[SUPPLIED INFORMATION]
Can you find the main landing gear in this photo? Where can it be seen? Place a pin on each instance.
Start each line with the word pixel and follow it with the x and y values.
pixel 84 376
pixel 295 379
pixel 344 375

[EXERCISE BRIEF] Convert the rows above into a Markdown table with the columns "Row" and "Text": number each line in order and omit any blank lines.

[FINISHED TASK]
| Row | Text |
|---|---|
| 1 | Can you find the main landing gear in this photo? Where can it be seen? Place a pin on each instance. |
| 2 | Start each line with the word pixel and follow it with the x and y values. |
| 3 | pixel 84 376 |
| 4 | pixel 295 379 |
| 5 | pixel 344 375 |